Rewrite the rows below with every "that would be welcome" changed to "that would be appreciated" and nothing else altered. Leave the pictures out of your answer.

Picture annotation entries
☆ ☆ ☆ ☆ ☆

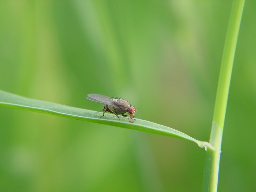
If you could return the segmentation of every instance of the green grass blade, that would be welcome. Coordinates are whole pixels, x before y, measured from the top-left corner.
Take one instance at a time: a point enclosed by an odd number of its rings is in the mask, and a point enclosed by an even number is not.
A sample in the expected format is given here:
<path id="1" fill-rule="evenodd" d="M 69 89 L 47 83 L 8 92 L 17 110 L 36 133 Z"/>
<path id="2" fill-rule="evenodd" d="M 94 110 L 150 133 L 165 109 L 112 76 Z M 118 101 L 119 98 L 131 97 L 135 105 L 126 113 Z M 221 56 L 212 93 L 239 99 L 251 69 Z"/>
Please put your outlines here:
<path id="1" fill-rule="evenodd" d="M 147 121 L 137 119 L 135 123 L 131 123 L 127 117 L 120 117 L 119 120 L 110 114 L 105 114 L 104 117 L 100 119 L 102 112 L 26 98 L 1 90 L 0 106 L 164 135 L 194 141 L 201 148 L 212 147 L 207 142 L 196 140 L 175 129 Z"/>
<path id="2" fill-rule="evenodd" d="M 245 0 L 234 0 L 223 51 L 210 142 L 206 154 L 203 191 L 217 191 L 222 132 L 232 68 Z"/>

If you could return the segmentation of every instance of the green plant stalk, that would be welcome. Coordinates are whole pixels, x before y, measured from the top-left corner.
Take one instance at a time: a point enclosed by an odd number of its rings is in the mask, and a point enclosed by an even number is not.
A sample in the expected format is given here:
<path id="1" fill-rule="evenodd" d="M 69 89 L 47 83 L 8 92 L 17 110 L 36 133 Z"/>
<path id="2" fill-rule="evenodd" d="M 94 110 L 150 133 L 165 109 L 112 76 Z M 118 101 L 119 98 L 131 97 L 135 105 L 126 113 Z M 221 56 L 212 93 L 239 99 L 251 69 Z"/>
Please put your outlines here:
<path id="1" fill-rule="evenodd" d="M 204 192 L 217 191 L 222 133 L 233 63 L 245 0 L 234 0 L 231 10 L 219 79 L 210 143 L 206 152 Z"/>

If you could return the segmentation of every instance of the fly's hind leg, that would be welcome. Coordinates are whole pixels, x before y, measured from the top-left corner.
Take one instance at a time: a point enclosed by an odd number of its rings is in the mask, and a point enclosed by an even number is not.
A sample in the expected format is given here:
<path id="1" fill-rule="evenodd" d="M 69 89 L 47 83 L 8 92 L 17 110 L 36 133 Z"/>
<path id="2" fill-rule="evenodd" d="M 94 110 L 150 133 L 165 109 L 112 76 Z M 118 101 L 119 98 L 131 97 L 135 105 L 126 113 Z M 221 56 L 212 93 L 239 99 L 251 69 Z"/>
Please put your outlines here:
<path id="1" fill-rule="evenodd" d="M 107 107 L 106 105 L 105 105 L 104 106 L 104 107 L 103 107 L 103 108 L 102 108 L 102 110 L 103 110 L 103 114 L 102 115 L 102 116 L 101 116 L 100 118 L 101 118 L 103 116 L 104 116 L 104 115 L 105 114 L 105 112 L 106 112 L 106 111 L 108 111 L 109 112 L 110 112 L 110 113 L 112 113 L 111 111 L 109 111 L 110 110 L 108 108 L 108 107 Z"/>
<path id="2" fill-rule="evenodd" d="M 101 116 L 100 117 L 100 118 L 101 118 L 103 116 L 104 116 L 104 114 L 105 114 L 105 112 L 106 112 L 106 111 L 105 110 L 103 109 L 103 114 L 102 114 L 102 116 Z"/>

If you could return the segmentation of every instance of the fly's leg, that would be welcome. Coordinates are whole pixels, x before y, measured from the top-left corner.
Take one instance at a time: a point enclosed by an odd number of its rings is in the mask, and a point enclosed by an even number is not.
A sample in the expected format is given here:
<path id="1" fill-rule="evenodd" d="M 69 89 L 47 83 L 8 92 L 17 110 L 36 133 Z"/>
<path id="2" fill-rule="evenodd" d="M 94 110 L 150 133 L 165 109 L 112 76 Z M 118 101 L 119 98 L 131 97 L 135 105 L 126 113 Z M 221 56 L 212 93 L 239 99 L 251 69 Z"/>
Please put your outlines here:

☆ ☆ ☆ ☆ ☆

• ANSWER TO THE EXERCISE
If you could return the segmentation of every instance of the green grass blade, that would be appreciated. Coordinates are whole pixels, x before y, measured from the top-left corner.
Take one instance at a time: a point enclosed by an odd number of its rings is in the mask, and a point enclosed by an even number is not.
A sample in the expected format is given here:
<path id="1" fill-rule="evenodd" d="M 69 89 L 47 83 L 8 92 L 17 110 L 36 133 Z"/>
<path id="2" fill-rule="evenodd" d="M 94 110 L 150 133 L 165 109 L 112 76 Z M 118 101 L 119 98 L 131 97 L 135 105 L 126 113 Z M 221 56 L 212 93 L 239 99 L 251 69 Z"/>
Please put your outlines here:
<path id="1" fill-rule="evenodd" d="M 147 121 L 137 119 L 135 123 L 131 123 L 127 117 L 120 117 L 119 120 L 110 114 L 105 114 L 104 117 L 100 119 L 102 112 L 26 98 L 1 90 L 0 106 L 164 135 L 194 141 L 201 148 L 212 147 L 207 142 L 196 140 L 175 129 Z"/>
<path id="2" fill-rule="evenodd" d="M 245 0 L 234 0 L 223 51 L 210 142 L 206 154 L 203 191 L 217 191 L 222 132 L 232 68 Z"/>

If you could return the segmentation of every instance of the green plant stalk, that would be appreciated. Coordinates are whole pixels, x before y, measured from the top-left corner.
Take one instance at a time: a point enclosed by an odd number of its rings is in the mask, and a point enclosed by an even number is not.
A sample in the expected format is given here:
<path id="1" fill-rule="evenodd" d="M 69 89 L 47 83 L 8 92 L 17 110 L 36 133 Z"/>
<path id="2" fill-rule="evenodd" d="M 94 110 L 150 133 L 165 109 L 112 76 Z M 118 101 L 119 98 L 131 97 L 135 105 L 126 113 Z M 221 56 L 212 93 L 239 99 L 251 69 Z"/>
Please put your outlines here:
<path id="1" fill-rule="evenodd" d="M 204 192 L 217 191 L 222 133 L 233 63 L 245 0 L 234 0 L 231 10 L 219 79 L 210 143 L 206 152 Z"/>

If you could return the segmentation of every instance of the fly's hind leg, that would be appreciated. Coordinates are whole pixels, x before y, measured from the top-left corner.
Take one instance at a time: a point enclosed by an odd number of its rings is in the mask, and a point enclosed by an even number is not.
A sample in the expected format is given here:
<path id="1" fill-rule="evenodd" d="M 69 89 L 47 83 L 8 92 L 17 110 L 36 133 Z"/>
<path id="2" fill-rule="evenodd" d="M 94 110 L 150 133 L 165 109 L 112 76 Z M 118 101 L 119 98 L 131 97 L 135 105 L 126 113 Z M 221 56 L 212 93 L 239 99 L 251 69 Z"/>
Please put your outlines here:
<path id="1" fill-rule="evenodd" d="M 107 107 L 106 105 L 105 105 L 104 106 L 104 107 L 103 107 L 103 108 L 102 108 L 102 110 L 103 110 L 103 114 L 102 115 L 102 116 L 101 116 L 100 118 L 101 118 L 103 116 L 104 116 L 104 115 L 105 114 L 105 112 L 106 112 L 106 111 L 108 111 L 109 112 L 110 112 L 110 113 L 112 113 L 111 111 L 109 111 L 110 110 L 108 108 L 108 107 Z"/>
<path id="2" fill-rule="evenodd" d="M 101 116 L 100 117 L 100 118 L 101 118 L 103 116 L 104 116 L 104 114 L 105 114 L 105 112 L 106 112 L 106 111 L 105 110 L 103 109 L 103 114 L 102 114 L 102 116 Z"/>

If you could return the segmentation of every instance of the fly's leg, that would be appreciated. Coordinates are whole pixels, x before y, measured from the top-left corner.
Take one instance at a time: a point enclosed by an odd number of its rings is in the mask, and a point enclosed by an even number is not.
A sample in the expected format is given here:
<path id="1" fill-rule="evenodd" d="M 69 89 L 47 83 L 8 92 L 17 110 L 36 133 Z"/>
<path id="2" fill-rule="evenodd" d="M 94 110 L 150 133 L 165 109 L 112 76 Z M 118 101 L 119 98 L 131 97 L 135 105 L 126 113 Z M 221 56 L 212 93 L 239 99 L 251 69 Z"/>
Please put your outlines here:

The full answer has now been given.